JOB ITEM:
Copy all of the following material verbatim, line for line, changing nothing.

PROVIDED RECORDS:

╭──

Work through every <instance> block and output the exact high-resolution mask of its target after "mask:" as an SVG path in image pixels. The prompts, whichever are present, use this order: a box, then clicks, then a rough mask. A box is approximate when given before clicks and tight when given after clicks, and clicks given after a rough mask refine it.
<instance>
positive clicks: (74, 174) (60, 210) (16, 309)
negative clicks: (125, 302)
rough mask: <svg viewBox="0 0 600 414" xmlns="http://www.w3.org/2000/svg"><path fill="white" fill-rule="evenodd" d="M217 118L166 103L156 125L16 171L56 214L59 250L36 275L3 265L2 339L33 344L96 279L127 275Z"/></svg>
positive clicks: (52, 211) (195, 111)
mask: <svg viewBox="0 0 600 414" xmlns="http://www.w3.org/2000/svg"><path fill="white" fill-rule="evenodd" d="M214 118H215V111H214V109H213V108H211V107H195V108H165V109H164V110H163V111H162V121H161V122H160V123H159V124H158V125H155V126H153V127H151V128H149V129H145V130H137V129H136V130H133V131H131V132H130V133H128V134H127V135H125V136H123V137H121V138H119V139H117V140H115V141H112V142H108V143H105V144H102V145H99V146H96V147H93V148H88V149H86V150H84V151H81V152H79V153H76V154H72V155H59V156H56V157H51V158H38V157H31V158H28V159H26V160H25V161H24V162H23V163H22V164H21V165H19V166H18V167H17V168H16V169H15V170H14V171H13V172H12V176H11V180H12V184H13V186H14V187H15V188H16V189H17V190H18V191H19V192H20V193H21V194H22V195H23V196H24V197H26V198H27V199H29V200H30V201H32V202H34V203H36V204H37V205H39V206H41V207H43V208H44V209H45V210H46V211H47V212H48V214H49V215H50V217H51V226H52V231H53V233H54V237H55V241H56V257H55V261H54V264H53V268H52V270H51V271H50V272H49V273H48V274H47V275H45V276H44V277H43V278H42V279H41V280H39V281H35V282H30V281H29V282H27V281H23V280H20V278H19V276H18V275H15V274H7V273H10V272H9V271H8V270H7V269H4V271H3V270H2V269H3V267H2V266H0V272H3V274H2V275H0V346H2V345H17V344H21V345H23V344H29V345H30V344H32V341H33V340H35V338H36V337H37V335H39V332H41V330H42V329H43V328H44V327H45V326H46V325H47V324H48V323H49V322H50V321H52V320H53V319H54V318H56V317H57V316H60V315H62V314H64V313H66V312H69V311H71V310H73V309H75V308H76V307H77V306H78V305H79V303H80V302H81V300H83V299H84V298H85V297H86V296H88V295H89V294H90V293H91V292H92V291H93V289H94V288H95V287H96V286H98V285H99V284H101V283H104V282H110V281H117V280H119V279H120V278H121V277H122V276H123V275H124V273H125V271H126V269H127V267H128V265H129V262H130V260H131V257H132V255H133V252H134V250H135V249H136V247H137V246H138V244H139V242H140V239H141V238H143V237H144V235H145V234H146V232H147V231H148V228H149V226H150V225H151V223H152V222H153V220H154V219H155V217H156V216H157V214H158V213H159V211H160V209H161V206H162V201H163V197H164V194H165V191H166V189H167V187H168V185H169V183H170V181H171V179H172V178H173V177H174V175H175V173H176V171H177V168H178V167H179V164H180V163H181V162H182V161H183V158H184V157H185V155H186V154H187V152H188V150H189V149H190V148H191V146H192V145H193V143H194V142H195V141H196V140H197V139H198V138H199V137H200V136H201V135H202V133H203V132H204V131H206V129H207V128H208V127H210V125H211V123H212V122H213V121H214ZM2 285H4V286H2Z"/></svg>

╰──

YOUR SOLUTION:
Work through every <instance> block and output the exact high-resolution mask of its target after "mask:" as an SVG path in image pixels. The prompts, whichever are present, use this order: a box, then clicks, then a rough mask. A box is approximate when given before clicks and tight when given after clicks, and clicks given after a rough mask refine it.
<instance>
positive clicks: (74, 174) (60, 210) (16, 309)
negative clicks: (125, 302)
rough mask: <svg viewBox="0 0 600 414" xmlns="http://www.w3.org/2000/svg"><path fill="white" fill-rule="evenodd" d="M217 118L166 103L156 125L16 171L56 214L59 250L36 275L3 265L2 339L33 344L96 279L127 275Z"/></svg>
positive clicks: (52, 211) (195, 111)
mask: <svg viewBox="0 0 600 414" xmlns="http://www.w3.org/2000/svg"><path fill="white" fill-rule="evenodd" d="M214 118H215V111H214V109H213V108H211V107H195V108H165V109H164V110H163V111H162V121H161V122H160V123H159V124H158V125H155V126H153V127H151V128H149V129H145V130H137V129H136V130H133V131H131V132H130V133H128V134H127V135H125V136H123V137H121V138H119V139H117V140H115V141H112V142H108V143H105V144H102V145H99V146H96V147H93V148H88V149H86V150H84V151H81V152H79V153H76V154H72V155H59V156H56V157H51V158H38V157H31V158H28V159H26V160H25V161H24V162H23V163H22V164H21V165H19V166H18V167H17V168H16V169H15V170H14V171H13V172H12V176H11V180H12V184H13V186H14V187H15V188H16V189H17V190H18V191H19V192H20V193H21V194H22V195H23V196H24V197H26V198H27V199H29V200H30V201H32V202H34V203H36V204H37V205H39V206H41V207H43V208H44V209H45V210H46V211H47V212H48V214H49V215H50V217H51V226H52V231H53V233H54V237H55V241H56V257H55V261H54V264H53V268H52V270H51V271H50V272H49V273H48V274H47V275H45V276H44V277H43V278H42V279H41V280H39V281H35V282H30V281H29V282H27V281H23V280H20V278H19V276H18V275H15V274H7V273H10V272H9V271H8V270H7V269H4V271H3V270H2V269H3V267H2V266H0V272H3V274H2V275H0V346H2V345H17V344H21V345H23V344H29V345H30V344H32V341H33V340H35V338H36V337H37V335H39V332H41V330H42V329H43V328H44V327H45V326H46V325H47V324H48V323H49V322H50V321H52V320H53V319H54V318H56V317H57V316H60V315H62V314H64V313H66V312H69V311H71V310H73V309H75V308H76V307H77V306H78V305H79V303H80V302H81V300H83V299H84V298H85V297H86V296H88V295H89V294H90V293H91V292H92V291H93V289H94V288H95V287H96V286H98V285H99V284H101V283H104V282H110V281H117V280H119V279H120V278H121V277H122V276H123V275H124V273H125V271H126V269H127V267H128V265H129V262H130V260H131V257H132V255H133V252H134V250H135V249H136V247H137V246H138V244H139V242H140V239H141V238H143V237H144V235H145V234H146V232H147V231H148V228H149V226H150V225H151V223H152V222H153V220H154V219H155V217H156V216H157V214H158V213H159V211H160V209H161V206H162V201H163V197H164V194H165V191H166V189H167V187H168V185H169V183H170V181H171V179H172V178H173V177H174V175H175V173H176V171H177V168H178V167H179V164H180V163H181V162H182V161H183V158H184V157H185V155H186V154H187V152H188V150H189V149H190V148H191V146H192V145H193V143H194V142H195V141H196V140H197V139H198V138H199V137H200V136H201V135H202V133H203V132H204V131H206V129H207V128H208V127H210V125H211V123H212V122H213V121H214ZM2 285H4V286H2Z"/></svg>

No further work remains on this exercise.